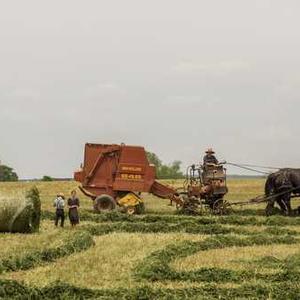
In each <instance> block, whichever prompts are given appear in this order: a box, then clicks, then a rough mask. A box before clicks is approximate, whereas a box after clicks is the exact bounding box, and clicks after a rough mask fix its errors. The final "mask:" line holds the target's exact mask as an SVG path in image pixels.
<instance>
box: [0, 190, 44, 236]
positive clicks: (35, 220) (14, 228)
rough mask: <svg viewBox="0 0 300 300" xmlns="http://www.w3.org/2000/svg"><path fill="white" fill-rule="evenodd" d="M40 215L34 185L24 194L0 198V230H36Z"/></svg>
mask: <svg viewBox="0 0 300 300" xmlns="http://www.w3.org/2000/svg"><path fill="white" fill-rule="evenodd" d="M40 216H41V201H40V196H39V191H38V189H37V188H35V187H33V188H32V189H31V190H29V191H28V192H27V194H26V195H20V196H18V197H5V198H3V197H1V198H0V232H12V233H16V232H18V233H32V232H37V231H38V230H39V226H40Z"/></svg>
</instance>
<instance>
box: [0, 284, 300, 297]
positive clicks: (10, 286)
mask: <svg viewBox="0 0 300 300" xmlns="http://www.w3.org/2000/svg"><path fill="white" fill-rule="evenodd" d="M299 293H300V286H299V284H297V283H295V284H294V283H289V282H285V283H279V284H278V283H276V284H274V285H272V286H270V285H263V284H255V285H251V284H243V285H240V286H239V287H236V288H223V287H220V286H219V285H216V284H207V285H205V286H202V287H197V288H186V289H162V288H160V289H154V288H151V287H150V286H148V285H145V286H142V287H138V288H134V289H126V288H118V289H103V290H94V289H86V288H78V287H75V286H72V285H68V284H65V283H61V282H56V283H53V284H51V285H49V286H47V287H44V288H33V287H27V286H25V285H22V284H20V283H18V282H16V281H10V280H0V297H1V298H4V299H8V298H9V299H24V300H26V299H118V300H119V299H124V300H127V299H128V300H129V299H130V300H135V299H136V300H138V299H139V300H140V299H168V300H177V299H295V300H296V299H299V298H298V297H299Z"/></svg>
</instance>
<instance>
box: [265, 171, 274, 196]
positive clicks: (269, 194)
mask: <svg viewBox="0 0 300 300" xmlns="http://www.w3.org/2000/svg"><path fill="white" fill-rule="evenodd" d="M274 177H275V174H274V173H273V174H270V175H269V176H268V178H267V180H266V183H265V195H266V197H268V196H270V195H271V194H272V193H273V191H274V188H275V186H274Z"/></svg>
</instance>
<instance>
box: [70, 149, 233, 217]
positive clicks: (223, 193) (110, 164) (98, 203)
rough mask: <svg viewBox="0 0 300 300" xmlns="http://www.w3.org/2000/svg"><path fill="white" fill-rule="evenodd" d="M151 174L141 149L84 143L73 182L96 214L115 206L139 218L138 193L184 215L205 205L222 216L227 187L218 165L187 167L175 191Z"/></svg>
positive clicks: (143, 205) (139, 210) (149, 168)
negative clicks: (223, 196) (181, 187)
mask: <svg viewBox="0 0 300 300" xmlns="http://www.w3.org/2000/svg"><path fill="white" fill-rule="evenodd" d="M155 173H156V172H155V166H154V165H151V164H149V162H148V159H147V155H146V151H145V149H144V148H143V147H140V146H128V145H125V144H121V145H107V144H91V143H88V144H86V145H85V154H84V163H83V165H82V166H81V168H80V170H78V171H76V172H75V173H74V178H75V180H76V181H78V182H80V183H81V186H80V187H79V188H80V190H81V191H82V192H83V193H84V194H85V195H86V196H88V197H90V198H91V199H92V200H93V201H94V209H95V210H96V211H107V210H113V209H115V208H116V207H117V206H119V207H121V208H122V209H123V210H124V211H126V212H127V213H128V214H139V213H142V212H143V211H144V202H143V199H142V197H141V193H151V194H153V195H155V196H157V197H160V198H164V199H169V200H170V201H171V203H172V202H175V204H176V206H177V207H178V208H182V209H184V210H185V211H191V210H196V209H198V208H199V207H202V206H203V205H207V206H208V207H210V209H211V210H212V211H214V212H216V213H221V212H222V213H223V212H224V209H225V208H226V205H225V202H224V201H223V196H224V195H225V194H226V193H227V187H226V172H225V169H224V167H223V165H222V164H220V165H214V164H207V165H205V166H199V167H197V166H195V165H193V166H191V167H190V168H189V171H188V174H187V178H186V181H185V184H184V187H183V188H182V189H179V190H176V189H174V188H172V187H169V186H167V185H164V184H162V183H160V182H158V181H156V180H155V177H156V176H155Z"/></svg>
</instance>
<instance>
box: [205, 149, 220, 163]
mask: <svg viewBox="0 0 300 300" xmlns="http://www.w3.org/2000/svg"><path fill="white" fill-rule="evenodd" d="M205 153H206V155H205V156H204V157H203V164H204V165H206V164H215V165H217V164H218V163H219V162H218V160H217V158H216V157H215V155H214V154H215V152H214V151H213V149H212V148H208V149H207V151H206V152H205Z"/></svg>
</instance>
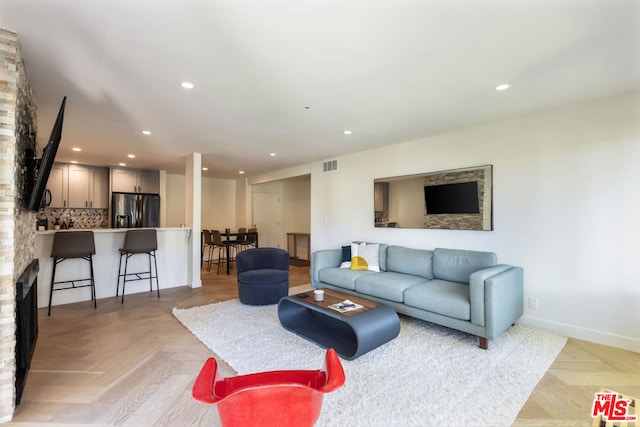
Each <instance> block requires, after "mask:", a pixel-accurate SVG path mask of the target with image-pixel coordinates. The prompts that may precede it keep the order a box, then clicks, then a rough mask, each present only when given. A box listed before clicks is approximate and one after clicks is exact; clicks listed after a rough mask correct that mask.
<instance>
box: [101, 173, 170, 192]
mask: <svg viewBox="0 0 640 427" xmlns="http://www.w3.org/2000/svg"><path fill="white" fill-rule="evenodd" d="M111 191H113V192H117V193H153V194H157V193H159V192H160V173H159V172H158V171H157V170H143V169H121V168H112V169H111Z"/></svg>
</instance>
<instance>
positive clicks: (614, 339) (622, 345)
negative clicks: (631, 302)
mask: <svg viewBox="0 0 640 427" xmlns="http://www.w3.org/2000/svg"><path fill="white" fill-rule="evenodd" d="M518 324H519V325H523V326H531V327H535V328H541V329H547V330H550V331H555V332H559V333H561V334H564V335H566V336H568V337H571V338H577V339H580V340H585V341H591V342H595V343H598V344H602V345H608V346H611V347H617V348H621V349H624V350H629V351H635V352H637V353H640V340H639V339H636V338H631V337H624V336H621V335H615V334H610V333H607V332H602V331H596V330H594V329H587V328H582V327H580V326H575V325H569V324H566V323H559V322H552V321H549V320H545V319H540V318H538V317H532V316H522V317H521V318H520V320H518Z"/></svg>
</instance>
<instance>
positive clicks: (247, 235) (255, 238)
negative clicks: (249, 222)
mask: <svg viewBox="0 0 640 427" xmlns="http://www.w3.org/2000/svg"><path fill="white" fill-rule="evenodd" d="M257 233H258V229H257V228H249V229H248V230H247V234H245V239H244V242H243V243H242V247H243V249H250V248H256V247H257V245H256V244H257V242H258V239H257Z"/></svg>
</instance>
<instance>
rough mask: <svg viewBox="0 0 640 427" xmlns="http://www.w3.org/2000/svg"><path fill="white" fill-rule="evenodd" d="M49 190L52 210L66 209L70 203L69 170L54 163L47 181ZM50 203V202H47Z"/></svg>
mask: <svg viewBox="0 0 640 427" xmlns="http://www.w3.org/2000/svg"><path fill="white" fill-rule="evenodd" d="M47 190H49V191H50V192H51V203H50V204H49V206H48V207H50V208H66V207H67V205H68V203H69V168H68V166H67V165H64V164H61V163H54V165H53V167H52V168H51V173H50V174H49V181H47ZM47 202H48V200H47Z"/></svg>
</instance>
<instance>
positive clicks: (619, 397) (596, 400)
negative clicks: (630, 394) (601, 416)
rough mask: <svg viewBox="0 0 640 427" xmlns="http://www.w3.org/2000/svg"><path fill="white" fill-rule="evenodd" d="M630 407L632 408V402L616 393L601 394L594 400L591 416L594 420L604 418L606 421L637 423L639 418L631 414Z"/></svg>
mask: <svg viewBox="0 0 640 427" xmlns="http://www.w3.org/2000/svg"><path fill="white" fill-rule="evenodd" d="M630 406H632V400H631V399H625V398H623V397H621V396H620V395H619V394H618V393H616V392H612V391H604V392H599V393H596V398H595V399H594V400H593V408H592V410H591V416H592V417H593V418H596V417H599V416H602V419H603V420H605V421H627V422H628V421H636V419H637V416H636V415H630V414H629V407H630Z"/></svg>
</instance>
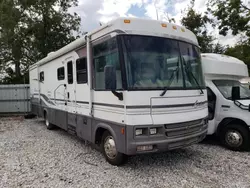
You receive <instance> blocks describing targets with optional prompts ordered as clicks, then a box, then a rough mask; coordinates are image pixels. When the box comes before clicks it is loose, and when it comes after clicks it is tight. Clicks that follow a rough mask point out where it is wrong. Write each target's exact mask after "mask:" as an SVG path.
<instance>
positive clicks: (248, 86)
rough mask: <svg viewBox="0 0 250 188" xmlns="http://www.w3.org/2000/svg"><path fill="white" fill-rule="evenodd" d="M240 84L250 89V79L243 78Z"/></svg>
mask: <svg viewBox="0 0 250 188" xmlns="http://www.w3.org/2000/svg"><path fill="white" fill-rule="evenodd" d="M240 83H241V84H242V85H243V86H245V87H246V88H248V89H250V78H243V79H241V80H240Z"/></svg>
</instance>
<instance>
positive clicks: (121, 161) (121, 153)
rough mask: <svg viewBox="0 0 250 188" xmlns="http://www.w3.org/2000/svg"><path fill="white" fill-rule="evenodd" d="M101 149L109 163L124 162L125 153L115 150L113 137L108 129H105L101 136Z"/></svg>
mask: <svg viewBox="0 0 250 188" xmlns="http://www.w3.org/2000/svg"><path fill="white" fill-rule="evenodd" d="M101 149H102V152H103V155H104V157H105V158H106V160H107V161H108V162H109V163H110V164H112V165H115V166H120V165H122V164H124V163H126V161H127V155H125V154H123V153H120V152H118V151H117V149H116V143H115V139H114V137H113V136H112V135H111V134H110V133H109V132H108V131H105V132H104V134H103V136H102V143H101Z"/></svg>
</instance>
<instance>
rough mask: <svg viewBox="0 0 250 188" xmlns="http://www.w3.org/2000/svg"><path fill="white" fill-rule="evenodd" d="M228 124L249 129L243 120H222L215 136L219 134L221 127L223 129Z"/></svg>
mask: <svg viewBox="0 0 250 188" xmlns="http://www.w3.org/2000/svg"><path fill="white" fill-rule="evenodd" d="M229 124H238V125H242V126H244V127H246V128H247V129H249V127H248V126H247V124H246V123H245V122H244V121H243V120H241V119H237V118H225V119H223V120H222V121H221V122H220V124H219V126H218V128H217V135H219V134H220V132H221V130H222V128H223V127H225V126H227V125H229Z"/></svg>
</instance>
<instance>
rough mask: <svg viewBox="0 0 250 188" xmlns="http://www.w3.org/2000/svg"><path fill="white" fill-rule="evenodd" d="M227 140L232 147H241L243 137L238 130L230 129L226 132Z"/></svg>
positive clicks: (226, 140) (227, 142)
mask: <svg viewBox="0 0 250 188" xmlns="http://www.w3.org/2000/svg"><path fill="white" fill-rule="evenodd" d="M226 142H227V144H228V145H229V146H231V147H239V146H240V145H241V144H242V142H243V137H242V135H241V134H240V132H238V131H236V130H229V131H228V132H227V133H226Z"/></svg>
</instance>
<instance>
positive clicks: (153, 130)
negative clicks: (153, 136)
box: [149, 128, 157, 135]
mask: <svg viewBox="0 0 250 188" xmlns="http://www.w3.org/2000/svg"><path fill="white" fill-rule="evenodd" d="M149 132H150V134H151V135H153V134H156V133H157V129H156V128H150V130H149Z"/></svg>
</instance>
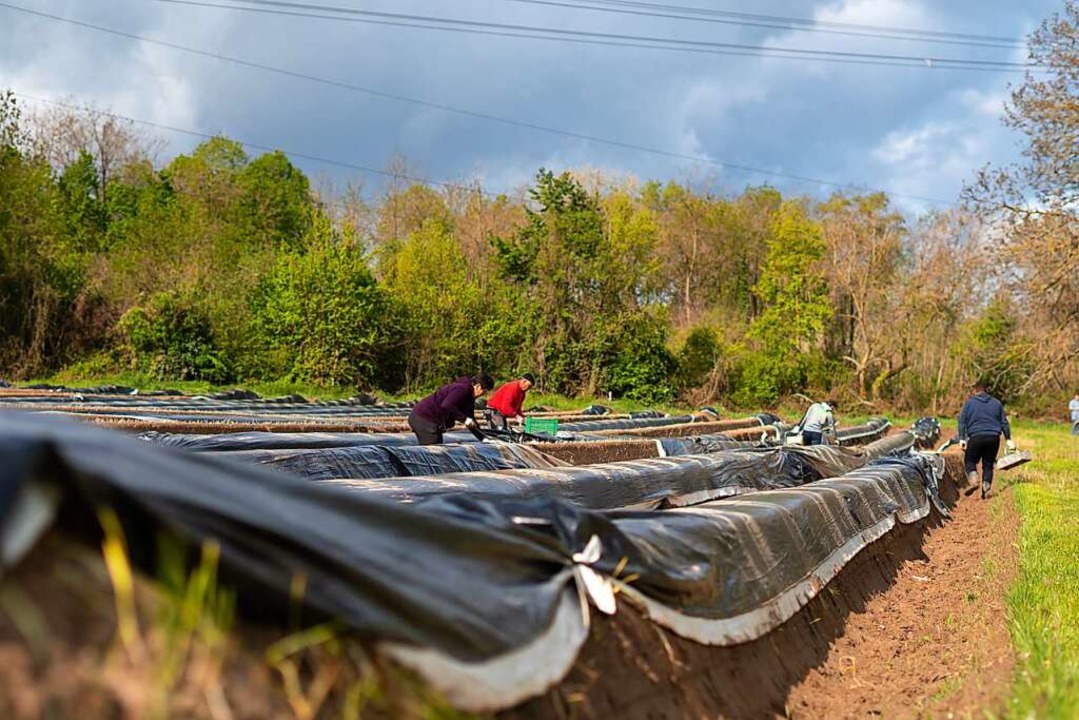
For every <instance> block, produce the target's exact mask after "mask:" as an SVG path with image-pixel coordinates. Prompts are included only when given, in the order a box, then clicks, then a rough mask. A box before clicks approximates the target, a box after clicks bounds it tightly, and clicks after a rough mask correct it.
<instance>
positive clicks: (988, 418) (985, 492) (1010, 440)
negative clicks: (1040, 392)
mask: <svg viewBox="0 0 1079 720" xmlns="http://www.w3.org/2000/svg"><path fill="white" fill-rule="evenodd" d="M1001 435H1003V436H1005V439H1006V440H1007V441H1008V445H1007V448H1008V452H1014V451H1015V444H1014V443H1013V441H1012V439H1011V426H1010V425H1009V424H1008V416H1007V413H1005V406H1003V405H1002V404H1001V403H1000V400H998V399H997V398H996V397H994V396H993V395H991V394H989V393H988V392H987V391H986V388H985V383H984V382H982V381H981V380H980V381H978V382H975V383H974V386H973V394H971V396H970V397H968V398H967V402H966V403H964V404H962V410H960V411H959V447H961V448H962V449H964V456H962V464H964V470H966V472H967V481H968V483H970V484H971V487H970V488H969V489H968V490H967V494H968V495H969V494H973V492H974V490H976V489H978V464H979V463H981V465H982V500H985V499H986V498H987V497H988V495H989V488H992V487H993V470H994V466H995V464H996V462H997V452H998V451H999V450H1000V436H1001Z"/></svg>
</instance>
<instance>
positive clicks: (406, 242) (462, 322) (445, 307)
mask: <svg viewBox="0 0 1079 720" xmlns="http://www.w3.org/2000/svg"><path fill="white" fill-rule="evenodd" d="M383 264H384V267H385V269H384V273H385V283H386V290H387V291H388V293H390V295H391V297H392V298H393V299H394V302H395V304H396V305H397V307H399V308H400V309H401V311H402V317H401V320H402V324H401V327H402V330H404V336H405V337H404V340H405V347H407V348H408V353H407V354H406V357H405V369H406V382H407V385H408V386H409V388H413V386H419V388H424V386H429V385H433V384H437V383H439V382H445V381H446V378H454V377H460V376H461V375H463V373H464V372H465V371H466V370H467V369H469V368H473V367H476V366H477V364H476V361H477V352H476V350H477V344H476V343H477V338H476V330H477V327H478V326H479V325H480V323H481V321H482V318H483V316H484V314H486V313H484V312H483V304H484V298H483V296H482V294H481V293H480V290H479V288H478V287H477V286H476V285H475V284H474V283H472V282H470V281H469V270H468V262H467V260H466V259H465V257H464V254H463V253H462V252H461V247H460V245H457V243H456V241H455V240H454V237H453V235H452V233H451V231H450V228H449V227H447V226H446V223H445V222H442V221H440V220H427V221H425V222H424V223H423V225H422V226H421V228H420V230H418V231H416V232H414V233H412V234H411V235H409V237H408V239H407V240H406V241H405V242H404V243H402V244H401V245H400V247H399V248H397V250H396V253H394V254H393V255H392V256H388V257H386V258H385V259H384V261H383Z"/></svg>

□ □ □ □

**What is expected:** Will you return exactly the lines above from the one with "positive clicks: (248, 86)" down to the one with "positive clicks: (121, 161) (121, 153)", counting both as part of the range?

**Answer for this exercise:**
positive clicks: (248, 86)
rough mask: <svg viewBox="0 0 250 188" xmlns="http://www.w3.org/2000/svg"><path fill="white" fill-rule="evenodd" d="M240 84L250 89V79L243 78Z"/></svg>
mask: <svg viewBox="0 0 250 188" xmlns="http://www.w3.org/2000/svg"><path fill="white" fill-rule="evenodd" d="M240 83H241V84H242V85H243V86H245V87H246V88H248V89H250V78H243V79H241V80H240Z"/></svg>
</instance>
<instance>
positive clicks: (121, 161) (121, 153)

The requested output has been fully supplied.